▸ **The request**
Retype each record shown below, leaving every character as it is.

▸ **Data shown**

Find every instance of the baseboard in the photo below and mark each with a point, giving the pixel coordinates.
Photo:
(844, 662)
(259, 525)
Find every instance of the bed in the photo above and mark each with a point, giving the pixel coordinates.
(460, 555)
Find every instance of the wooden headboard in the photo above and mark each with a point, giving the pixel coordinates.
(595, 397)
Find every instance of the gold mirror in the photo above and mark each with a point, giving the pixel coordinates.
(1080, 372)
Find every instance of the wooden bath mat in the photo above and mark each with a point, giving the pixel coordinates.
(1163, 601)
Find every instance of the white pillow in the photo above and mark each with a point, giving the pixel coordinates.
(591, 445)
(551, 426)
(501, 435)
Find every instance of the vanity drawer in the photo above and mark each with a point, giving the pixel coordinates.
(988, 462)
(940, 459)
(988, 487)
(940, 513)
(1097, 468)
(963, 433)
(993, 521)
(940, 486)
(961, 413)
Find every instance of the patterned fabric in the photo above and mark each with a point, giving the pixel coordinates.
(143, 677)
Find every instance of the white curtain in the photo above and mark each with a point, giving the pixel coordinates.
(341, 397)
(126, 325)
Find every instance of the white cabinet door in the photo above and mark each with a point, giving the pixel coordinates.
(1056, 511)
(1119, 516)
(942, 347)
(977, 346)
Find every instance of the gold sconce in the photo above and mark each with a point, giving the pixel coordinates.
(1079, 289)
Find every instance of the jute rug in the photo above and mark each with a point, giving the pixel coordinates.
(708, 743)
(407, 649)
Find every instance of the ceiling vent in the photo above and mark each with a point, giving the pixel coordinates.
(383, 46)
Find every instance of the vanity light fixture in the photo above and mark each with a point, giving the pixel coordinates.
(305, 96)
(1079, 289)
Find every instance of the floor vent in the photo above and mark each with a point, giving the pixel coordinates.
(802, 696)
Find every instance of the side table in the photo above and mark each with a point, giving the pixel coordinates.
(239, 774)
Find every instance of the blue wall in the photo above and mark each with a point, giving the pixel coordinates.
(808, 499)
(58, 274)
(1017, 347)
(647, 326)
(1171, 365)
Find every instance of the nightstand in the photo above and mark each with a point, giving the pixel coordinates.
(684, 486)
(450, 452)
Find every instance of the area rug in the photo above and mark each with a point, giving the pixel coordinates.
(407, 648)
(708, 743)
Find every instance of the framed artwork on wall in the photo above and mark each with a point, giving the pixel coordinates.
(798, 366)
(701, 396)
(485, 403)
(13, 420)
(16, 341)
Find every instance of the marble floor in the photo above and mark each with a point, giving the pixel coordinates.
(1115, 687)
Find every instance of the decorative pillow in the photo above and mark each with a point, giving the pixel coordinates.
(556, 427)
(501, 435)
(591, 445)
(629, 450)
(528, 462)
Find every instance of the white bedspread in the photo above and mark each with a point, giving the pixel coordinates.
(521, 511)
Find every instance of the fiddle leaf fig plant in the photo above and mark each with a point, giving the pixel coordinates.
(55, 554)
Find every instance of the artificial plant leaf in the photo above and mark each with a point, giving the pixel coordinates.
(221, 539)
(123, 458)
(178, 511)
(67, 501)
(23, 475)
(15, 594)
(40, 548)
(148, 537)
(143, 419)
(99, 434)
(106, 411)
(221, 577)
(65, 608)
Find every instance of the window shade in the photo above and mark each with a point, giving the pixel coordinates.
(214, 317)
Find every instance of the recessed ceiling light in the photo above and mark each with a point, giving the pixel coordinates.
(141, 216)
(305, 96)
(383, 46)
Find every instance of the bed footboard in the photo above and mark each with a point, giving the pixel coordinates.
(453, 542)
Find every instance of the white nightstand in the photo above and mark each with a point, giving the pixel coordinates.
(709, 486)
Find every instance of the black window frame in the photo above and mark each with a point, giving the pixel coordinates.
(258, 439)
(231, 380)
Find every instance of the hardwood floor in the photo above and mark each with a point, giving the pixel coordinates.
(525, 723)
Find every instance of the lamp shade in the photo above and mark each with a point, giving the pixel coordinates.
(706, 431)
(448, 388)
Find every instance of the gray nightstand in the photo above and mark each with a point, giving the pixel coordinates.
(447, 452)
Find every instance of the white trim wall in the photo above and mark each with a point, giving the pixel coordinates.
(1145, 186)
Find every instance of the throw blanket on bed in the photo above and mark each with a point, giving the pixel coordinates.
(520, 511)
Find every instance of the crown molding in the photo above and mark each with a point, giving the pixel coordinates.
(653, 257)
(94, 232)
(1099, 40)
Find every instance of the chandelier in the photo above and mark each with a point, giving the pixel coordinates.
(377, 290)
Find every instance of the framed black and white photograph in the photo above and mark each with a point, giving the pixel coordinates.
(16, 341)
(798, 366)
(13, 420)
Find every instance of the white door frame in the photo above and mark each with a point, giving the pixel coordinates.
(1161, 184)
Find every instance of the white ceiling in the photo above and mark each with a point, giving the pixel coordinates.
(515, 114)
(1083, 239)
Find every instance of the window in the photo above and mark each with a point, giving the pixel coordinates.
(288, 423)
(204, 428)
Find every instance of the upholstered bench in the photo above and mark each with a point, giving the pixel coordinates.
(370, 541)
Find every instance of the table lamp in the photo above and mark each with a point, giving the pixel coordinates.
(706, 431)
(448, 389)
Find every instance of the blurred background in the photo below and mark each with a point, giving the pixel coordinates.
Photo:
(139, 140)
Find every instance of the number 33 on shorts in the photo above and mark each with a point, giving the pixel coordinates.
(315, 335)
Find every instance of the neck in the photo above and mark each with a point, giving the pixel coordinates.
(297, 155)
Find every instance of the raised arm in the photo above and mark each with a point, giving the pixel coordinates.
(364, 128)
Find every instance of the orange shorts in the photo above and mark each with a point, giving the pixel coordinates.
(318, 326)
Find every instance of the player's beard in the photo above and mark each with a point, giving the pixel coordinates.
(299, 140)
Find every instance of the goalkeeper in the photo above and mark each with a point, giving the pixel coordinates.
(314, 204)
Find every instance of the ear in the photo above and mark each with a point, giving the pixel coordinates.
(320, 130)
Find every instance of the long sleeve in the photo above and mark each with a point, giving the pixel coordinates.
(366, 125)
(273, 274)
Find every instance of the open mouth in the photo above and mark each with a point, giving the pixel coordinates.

▸ **Correct answer**
Find every instance of the baseboard in the photo below and mark each with a point, giving the pixel coordinates.
Photo:
(844, 662)
(259, 525)
Find every instance of the bed in the photo above and mark each with a point, giving the pixel coordinates.
(460, 555)
Find every instance of the wooden headboard in the photo above and mark each with a point, giving the pixel coordinates.
(595, 397)
Find every instance of the gold mirror in the photo above and mark each with a point, giving the pixel coordinates.
(1080, 372)
Find every instance of the wooden bath mat in the photo above and mark each with a point, giving the pixel coordinates.
(1163, 601)
Find every instance of the white pillow in the photo above and mark each with a point, giving the pixel coordinates.
(591, 445)
(551, 426)
(501, 435)
Find every instance of the vanity drawer in the photo above and mark each with a point, giving the pixel coordinates.
(988, 462)
(940, 459)
(988, 487)
(940, 513)
(1097, 468)
(963, 433)
(993, 521)
(940, 486)
(961, 413)
Find every instance of the patterned fabric in the photo above and mark each with a point, giving the pixel coordinates.
(143, 677)
Find every instance of the white curtain in the photo above and mark each with a point, giving the pixel coordinates.
(341, 397)
(126, 325)
Find every instance of the white cabinet door in the photo above and mark each with a point, giving the pixel coordinates.
(1056, 511)
(1119, 516)
(942, 347)
(977, 346)
Find every instance of the gold sconce in the photo above and mark each with a point, giving the pixel coordinates.
(1079, 289)
Find every instance of the jute rug in the photo above and mark each with a point, giving the pixel coordinates.
(708, 743)
(407, 649)
Find every instance of the ceiling vent in the photo above and mark each with a point, giving the pixel coordinates.
(383, 46)
Find every instance of the vanity light fixture in the photo above and mark each with a point, giving the pixel coordinates.
(305, 96)
(1079, 289)
Find every instance of the floor vent in the photo above and mark each with a point, giving the pixel coordinates.
(802, 696)
Find every instance of the side table in the photo above and mark each with a point, giving the pixel coordinates.
(239, 774)
Find every instance of the blue wall in the photo above and mark each with a point, giving the pixel coordinates.
(808, 499)
(58, 274)
(1017, 347)
(647, 326)
(1171, 365)
Find every instance of the nightstand in the photo above and mark each with a point, giving the pixel coordinates.
(684, 486)
(450, 452)
Find every instance of the area rug in the photo above and mark each with a point, giving the pixel coordinates.
(407, 648)
(708, 743)
Find every instance of the framed artwork on wall in the photo above and mark each with a point, giving the pixel coordinates.
(798, 366)
(701, 396)
(485, 403)
(13, 420)
(16, 341)
Find every instance of the marble floor in the photo above and mark each with a point, giving the pixel coordinates.
(1115, 687)
Find every instance of the decorative pillow in the photo above and mark each with a point, giving the pixel coordinates.
(556, 427)
(501, 435)
(591, 445)
(629, 450)
(528, 462)
Find every instance of the white bedspread in the photo above and mark each with a point, giving the pixel coordinates.
(521, 511)
Find every instance of the fiddle leaf fig plant in the photo above and mark each with a point, giving the pixel coordinates.
(55, 554)
Find every instance of the artificial plant leaf in the photo above and mark each with a point, giving the pixel coordinates.
(221, 539)
(123, 458)
(178, 511)
(67, 501)
(23, 475)
(15, 594)
(40, 548)
(148, 537)
(143, 419)
(99, 434)
(106, 411)
(221, 577)
(65, 608)
Find every instance of the window shade in the photo above and mark each with a point, giving the pixel coordinates.
(214, 317)
Find every instance of the recessed ceiling light in the photo above and mark each with a point, giving the pixel coordinates.
(141, 216)
(305, 96)
(383, 46)
Find every instance of the bed footboard in the photo above and mark each with a point, giving the pixel coordinates.
(453, 542)
Find every instance of the white nightstand in the photo above and mark each with a point, giving the pixel coordinates.
(709, 486)
Find every instance of the black window frame in the photo above and mark each with a point, giving the pixel coordinates.
(258, 439)
(231, 380)
Find every instance of the hardwood floor in the photo above and mark each with a point, giving the pixel coordinates.
(525, 723)
Find every instance of the lamp shade in the photo above and mark each with a point, giving the pixel coordinates.
(706, 431)
(448, 388)
Find every instance of the gray nightstand in the photo above and mark each with a point, giving the pixel coordinates.
(447, 452)
Find every instance of the white trim wall in the photo above and mark each with a point, giving the pixel coordinates.
(1145, 186)
Find every instance of the throw blanket on bed in the photo above and mark each with a point, giving the pixel coordinates.
(520, 511)
Find every instance of the crown molding in the photo above and mark each with a point, giving the pixel coordinates.
(653, 257)
(94, 232)
(1099, 40)
Find every instance of the chandelier in the photo above and mark each with a point, giving the pixel coordinates.
(377, 290)
Find every instance of the framed black and white photograph in the photo above and mark each with a point, giving the pixel coordinates.
(16, 341)
(798, 366)
(13, 420)
Find every instance of the white door frame in the photo above and mark each with a point, giving the pixel coordinates.
(1161, 184)
Find every instance of the white ceiling in the photo above and mark each with a point, giving the pixel coordinates.
(515, 114)
(1083, 239)
Find every instance of the window in the photo above and mark each with a point, giving the pixel coordinates.
(288, 423)
(204, 428)
Find every instance of the upholstered bench in the photo above and mark each with a point, giving the pixel coordinates.
(370, 541)
Find every instance of the table lamp in the photo above and mark each with a point, giving the pixel coordinates.
(706, 431)
(448, 389)
Find every instance of the blurred background in the photo below and mark each with a point, giving the pixel coordinates.
Photo:
(139, 140)
Find every instance of the number 33 on shorts in the photo above and mark each with a point, giving the pixel coordinates.
(315, 335)
Find every instance of the neck in the photo above and mark each with a point, giving the pixel coordinates.
(297, 155)
Find every instance of the raised arm in the photo above and mark each with a point, giving the pixel coordinates.
(364, 128)
Find every instance of the orange shorts in the photo above and mark each with a point, giving the pixel coordinates.
(318, 326)
Find every instance of the player's beard in the photo above and mark each with a point, giving the pixel coordinates.
(299, 140)
Find every instance of the goalkeeper in the photo above and mark each with a point, giving the pixel coordinates.
(314, 204)
Find every instance of the ear in the photo above and mark each with a point, giving the pixel coordinates.
(320, 130)
Find every instance of the long sleeve in the photo above and mark each with a point, giving the pixel coordinates.
(366, 125)
(273, 274)
Find every instance of the open mouth in the photo above and mark each with a point, giving the pixel coordinates.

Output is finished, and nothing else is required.